- [What is required] Give every line back verbatim, dropping all images.

Stored data
"""

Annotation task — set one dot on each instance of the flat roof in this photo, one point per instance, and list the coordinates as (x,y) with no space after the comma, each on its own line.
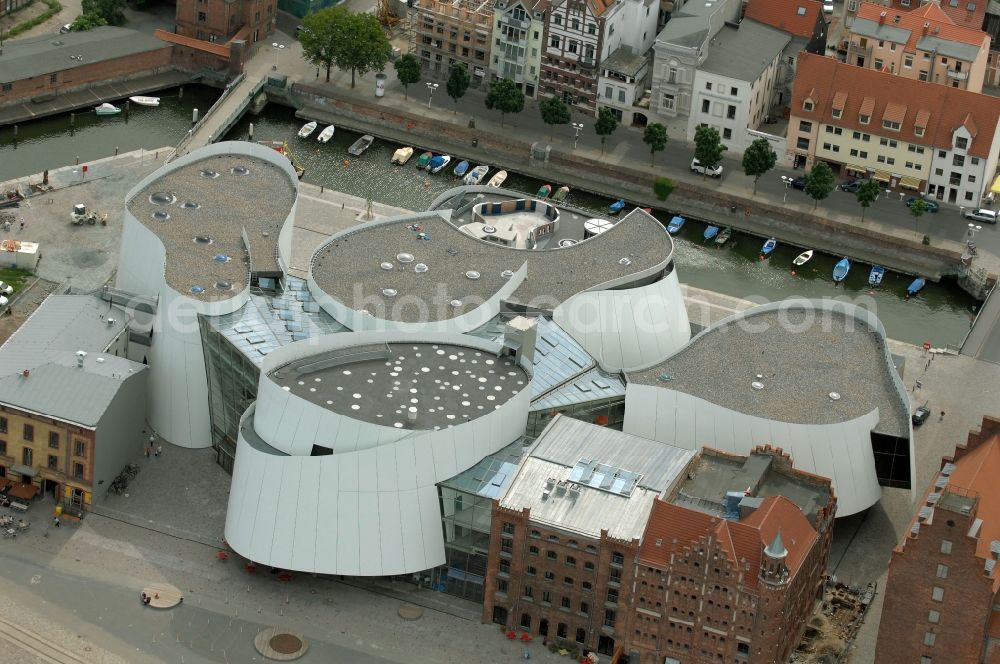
(209,202)
(379,383)
(46,54)
(349,268)
(802,357)
(635,470)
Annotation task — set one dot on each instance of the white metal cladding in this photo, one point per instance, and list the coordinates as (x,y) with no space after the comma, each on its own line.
(371,507)
(630,328)
(840,451)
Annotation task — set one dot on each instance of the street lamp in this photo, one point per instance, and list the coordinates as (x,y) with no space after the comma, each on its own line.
(277,49)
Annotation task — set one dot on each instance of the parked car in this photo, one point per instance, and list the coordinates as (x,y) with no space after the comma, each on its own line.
(920,415)
(982,214)
(932,206)
(714,171)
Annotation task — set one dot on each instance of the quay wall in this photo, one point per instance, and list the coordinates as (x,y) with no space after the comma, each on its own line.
(895,249)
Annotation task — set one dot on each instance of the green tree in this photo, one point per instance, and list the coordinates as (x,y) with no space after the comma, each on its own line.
(112,11)
(606,124)
(819,182)
(656,138)
(554,111)
(758,159)
(505,95)
(867,194)
(708,147)
(458,82)
(663,187)
(407,71)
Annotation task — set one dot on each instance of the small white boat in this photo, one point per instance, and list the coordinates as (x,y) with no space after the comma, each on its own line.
(497,179)
(803,258)
(401,156)
(477,174)
(107,109)
(326,134)
(145,101)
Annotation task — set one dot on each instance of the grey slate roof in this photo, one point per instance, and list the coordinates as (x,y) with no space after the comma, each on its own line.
(744,53)
(61,323)
(45,54)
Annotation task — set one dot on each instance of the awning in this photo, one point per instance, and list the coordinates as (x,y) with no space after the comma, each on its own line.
(24,471)
(23,491)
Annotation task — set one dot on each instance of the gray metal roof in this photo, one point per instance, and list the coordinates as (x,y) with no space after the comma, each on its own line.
(46,54)
(542,482)
(61,389)
(62,323)
(744,53)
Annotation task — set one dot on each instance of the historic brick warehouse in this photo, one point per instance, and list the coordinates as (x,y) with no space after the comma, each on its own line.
(609,542)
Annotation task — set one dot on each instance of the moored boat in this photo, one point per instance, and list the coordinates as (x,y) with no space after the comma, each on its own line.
(876,275)
(360,145)
(498,179)
(841,269)
(145,101)
(326,134)
(477,174)
(803,258)
(402,155)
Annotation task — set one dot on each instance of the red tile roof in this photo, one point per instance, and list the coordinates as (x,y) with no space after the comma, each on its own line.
(677,527)
(941,108)
(785,15)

"""

- [Problem solution]
Annotation task — set one dot on each instance of the flat roof in this photo, one point per instance, and list the coordinates as (x,y) with no space after the comma, each on its own line.
(209,202)
(379,383)
(46,54)
(349,268)
(802,357)
(635,470)
Annotation task — set one dot on each instance of the white metal cladding in this photo, one point per instance, and list the coordinates as (x,y) with no space after the comma, each on its own line.
(371,507)
(630,328)
(840,451)
Annotation task — set one dot on each instance of the street lamp in this photo, one point per instance, and list the coordinates as (x,y) with no space after the comma, each on its own line.
(277,49)
Annotation task — set one dot on each instance of the parked car in this photo, one point per instance, and list the coordinates as (x,y) with no space after the comma, each on its own line.
(920,415)
(982,214)
(932,206)
(714,171)
Annotation task — set one dot on each instance of the quay wall in this photo, one point per instance, and list the coordinates as (x,y) with no space after the comma, each on its own line.
(895,249)
Annotation task — set one dot on each instance of the green tree in this photo, one point per instance, and list the coordinates as (x,y) with no space after the comma, each on its own line.
(112,11)
(606,124)
(819,182)
(656,138)
(554,111)
(758,159)
(505,95)
(867,194)
(708,147)
(458,82)
(663,187)
(407,71)
Annotation task — set one dot on each instance of the small white boat in this photo, one point per instance, and list the coordinates as (x,y) with no space after the comma, each on its own line.
(497,179)
(803,258)
(401,156)
(477,174)
(107,109)
(326,134)
(145,101)
Annotation task — set one dot on each instance of the grey slate roof in this photo, one point per instance, and list the coordinates as (x,y) with no space after the comma, each on its own line.
(744,53)
(61,323)
(45,54)
Annotation task — set one dot on each instance of the awning in this photo, one point per instance, and list the coordinates as (x,y) with no space after the comma, each on its own line.
(24,471)
(23,491)
Annotation task — set one dot on each instance of the gray metal roof in this photo, one point per instance, and list the coordinates as (x,y) with no space after the comma, each on its own line.
(46,54)
(542,482)
(61,389)
(62,323)
(744,53)
Annotation task — set one dot on each instance of the historic brick warehouse in this photo, one point per instance, and list the coordinates as (x,y) with no space after the comma, each on its own line.
(609,542)
Annotation task — set one dot on each instance of the moored boat in this photo, one point per instance, and list the coordinates as (x,y) with no space after the comma, each on its own line.
(876,275)
(360,145)
(498,179)
(841,269)
(145,101)
(326,134)
(477,174)
(803,258)
(402,155)
Annotation task — set one dot on each instance of the red tile roof in this photo, one point per instance, and list the coordinates as (x,y) with no space after the comma, each on its own line.
(677,527)
(941,108)
(785,15)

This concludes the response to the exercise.